===== RECORDS SUPPLIED =====

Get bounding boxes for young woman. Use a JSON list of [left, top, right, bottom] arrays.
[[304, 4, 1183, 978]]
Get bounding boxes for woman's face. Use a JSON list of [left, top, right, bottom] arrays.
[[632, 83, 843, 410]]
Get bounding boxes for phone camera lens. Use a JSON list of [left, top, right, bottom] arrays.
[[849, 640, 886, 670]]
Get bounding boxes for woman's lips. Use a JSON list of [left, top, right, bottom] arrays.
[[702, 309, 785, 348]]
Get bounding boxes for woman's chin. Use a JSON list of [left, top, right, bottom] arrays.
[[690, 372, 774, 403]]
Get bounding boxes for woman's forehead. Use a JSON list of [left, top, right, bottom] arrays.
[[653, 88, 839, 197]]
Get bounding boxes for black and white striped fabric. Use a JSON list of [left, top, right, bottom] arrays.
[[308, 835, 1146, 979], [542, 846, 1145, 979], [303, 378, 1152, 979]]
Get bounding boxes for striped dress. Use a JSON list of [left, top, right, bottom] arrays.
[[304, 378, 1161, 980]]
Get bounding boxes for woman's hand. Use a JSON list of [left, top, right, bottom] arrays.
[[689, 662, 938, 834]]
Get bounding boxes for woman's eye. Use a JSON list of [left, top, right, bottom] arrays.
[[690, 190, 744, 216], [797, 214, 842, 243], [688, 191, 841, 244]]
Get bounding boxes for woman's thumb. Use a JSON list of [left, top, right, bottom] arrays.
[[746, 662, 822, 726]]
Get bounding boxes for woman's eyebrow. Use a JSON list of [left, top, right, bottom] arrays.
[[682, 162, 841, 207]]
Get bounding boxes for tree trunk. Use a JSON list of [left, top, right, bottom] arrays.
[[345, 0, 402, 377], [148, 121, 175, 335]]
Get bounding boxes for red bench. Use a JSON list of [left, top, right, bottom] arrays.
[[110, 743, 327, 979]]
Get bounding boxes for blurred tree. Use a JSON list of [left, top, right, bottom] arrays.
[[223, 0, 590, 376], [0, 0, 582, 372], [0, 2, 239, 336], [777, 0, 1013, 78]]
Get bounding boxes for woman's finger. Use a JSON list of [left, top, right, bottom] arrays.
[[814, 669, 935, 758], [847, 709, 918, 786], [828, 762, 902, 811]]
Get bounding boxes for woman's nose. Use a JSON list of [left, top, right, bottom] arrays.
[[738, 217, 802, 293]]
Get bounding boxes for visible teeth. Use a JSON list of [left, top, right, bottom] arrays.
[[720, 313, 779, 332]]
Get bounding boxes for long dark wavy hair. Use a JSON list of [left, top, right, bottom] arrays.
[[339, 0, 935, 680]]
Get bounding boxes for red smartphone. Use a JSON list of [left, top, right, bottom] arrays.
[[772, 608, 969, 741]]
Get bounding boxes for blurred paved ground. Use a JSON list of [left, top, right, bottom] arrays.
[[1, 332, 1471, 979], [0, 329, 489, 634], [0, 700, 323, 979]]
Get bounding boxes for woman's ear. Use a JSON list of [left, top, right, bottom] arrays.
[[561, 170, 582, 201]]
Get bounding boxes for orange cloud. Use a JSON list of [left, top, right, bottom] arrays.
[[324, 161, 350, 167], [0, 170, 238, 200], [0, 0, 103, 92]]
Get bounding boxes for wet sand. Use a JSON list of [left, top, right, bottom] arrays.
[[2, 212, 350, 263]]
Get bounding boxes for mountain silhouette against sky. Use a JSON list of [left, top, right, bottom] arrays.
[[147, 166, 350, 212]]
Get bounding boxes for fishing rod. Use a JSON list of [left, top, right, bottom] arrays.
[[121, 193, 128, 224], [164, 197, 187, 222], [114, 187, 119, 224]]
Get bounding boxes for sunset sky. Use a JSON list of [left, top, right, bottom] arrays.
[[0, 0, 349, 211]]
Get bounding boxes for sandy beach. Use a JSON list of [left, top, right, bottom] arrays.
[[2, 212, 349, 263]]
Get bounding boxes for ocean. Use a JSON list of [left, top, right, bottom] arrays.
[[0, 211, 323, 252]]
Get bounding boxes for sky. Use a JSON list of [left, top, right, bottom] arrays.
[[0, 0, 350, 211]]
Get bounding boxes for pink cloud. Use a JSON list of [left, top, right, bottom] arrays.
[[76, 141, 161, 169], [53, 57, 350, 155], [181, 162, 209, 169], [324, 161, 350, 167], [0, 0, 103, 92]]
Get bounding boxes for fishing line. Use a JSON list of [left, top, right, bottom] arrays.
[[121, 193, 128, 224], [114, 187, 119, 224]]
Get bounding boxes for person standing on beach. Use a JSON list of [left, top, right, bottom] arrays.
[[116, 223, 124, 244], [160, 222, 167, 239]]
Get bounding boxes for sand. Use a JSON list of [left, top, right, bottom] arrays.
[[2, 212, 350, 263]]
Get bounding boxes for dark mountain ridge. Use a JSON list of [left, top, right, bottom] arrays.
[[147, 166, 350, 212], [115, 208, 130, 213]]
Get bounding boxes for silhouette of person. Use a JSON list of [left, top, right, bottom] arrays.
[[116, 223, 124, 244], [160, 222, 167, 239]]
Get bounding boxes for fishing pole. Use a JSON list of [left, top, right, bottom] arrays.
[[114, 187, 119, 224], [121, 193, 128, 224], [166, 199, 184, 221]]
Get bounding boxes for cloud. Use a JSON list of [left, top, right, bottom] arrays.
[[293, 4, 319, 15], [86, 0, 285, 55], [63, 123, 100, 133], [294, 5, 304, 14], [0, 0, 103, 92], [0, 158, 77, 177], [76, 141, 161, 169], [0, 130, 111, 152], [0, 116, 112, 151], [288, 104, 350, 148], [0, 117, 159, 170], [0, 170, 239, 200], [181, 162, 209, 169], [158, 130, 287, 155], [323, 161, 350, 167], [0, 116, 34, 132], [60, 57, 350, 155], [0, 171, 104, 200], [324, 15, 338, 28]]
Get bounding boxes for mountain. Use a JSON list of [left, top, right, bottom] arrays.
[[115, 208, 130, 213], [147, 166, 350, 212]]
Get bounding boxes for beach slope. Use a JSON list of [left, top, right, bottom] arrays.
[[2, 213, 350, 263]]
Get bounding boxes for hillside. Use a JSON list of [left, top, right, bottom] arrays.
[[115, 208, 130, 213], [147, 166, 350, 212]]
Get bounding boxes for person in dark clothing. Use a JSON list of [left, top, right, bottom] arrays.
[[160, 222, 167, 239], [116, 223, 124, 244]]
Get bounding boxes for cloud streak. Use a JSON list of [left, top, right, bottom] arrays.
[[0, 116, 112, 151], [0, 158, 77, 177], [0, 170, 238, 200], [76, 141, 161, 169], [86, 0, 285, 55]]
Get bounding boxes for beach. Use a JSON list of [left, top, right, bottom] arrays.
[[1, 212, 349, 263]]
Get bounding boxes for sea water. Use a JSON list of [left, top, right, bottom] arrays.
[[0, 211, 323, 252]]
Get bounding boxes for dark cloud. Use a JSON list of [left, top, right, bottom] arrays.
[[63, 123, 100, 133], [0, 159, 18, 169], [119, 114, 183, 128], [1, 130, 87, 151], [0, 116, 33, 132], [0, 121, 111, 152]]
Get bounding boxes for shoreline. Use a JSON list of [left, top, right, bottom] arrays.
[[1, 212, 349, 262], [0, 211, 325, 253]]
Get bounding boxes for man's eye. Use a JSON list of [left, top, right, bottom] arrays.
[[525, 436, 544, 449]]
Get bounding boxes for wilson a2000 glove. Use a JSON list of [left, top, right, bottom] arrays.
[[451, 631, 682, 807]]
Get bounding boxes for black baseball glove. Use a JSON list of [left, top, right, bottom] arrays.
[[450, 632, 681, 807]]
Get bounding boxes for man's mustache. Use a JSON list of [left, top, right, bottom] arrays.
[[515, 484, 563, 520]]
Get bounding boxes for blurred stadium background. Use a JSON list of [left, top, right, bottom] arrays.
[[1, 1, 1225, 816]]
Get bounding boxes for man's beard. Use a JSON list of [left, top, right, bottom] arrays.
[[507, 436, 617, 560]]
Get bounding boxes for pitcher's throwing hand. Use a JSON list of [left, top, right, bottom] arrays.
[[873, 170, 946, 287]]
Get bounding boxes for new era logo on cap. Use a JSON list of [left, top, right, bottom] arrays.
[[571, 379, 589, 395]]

=====

**EXERCISE INSTRUCTIONS:** The range begins at the line containing "Get bounding boxes for pitcher's" and ends at the last line of the entries; reproduce it exactly.

**EXERCISE OUTPUT:**
Get bounding boxes for pitcher's throwing hand. Use a JSON list of [left, top, right, bottom] arrays.
[[873, 170, 946, 287]]
Get bounding boxes for new era logo on cap. Use a JSON list of [left, top, right, bottom] arrays.
[[571, 379, 589, 395]]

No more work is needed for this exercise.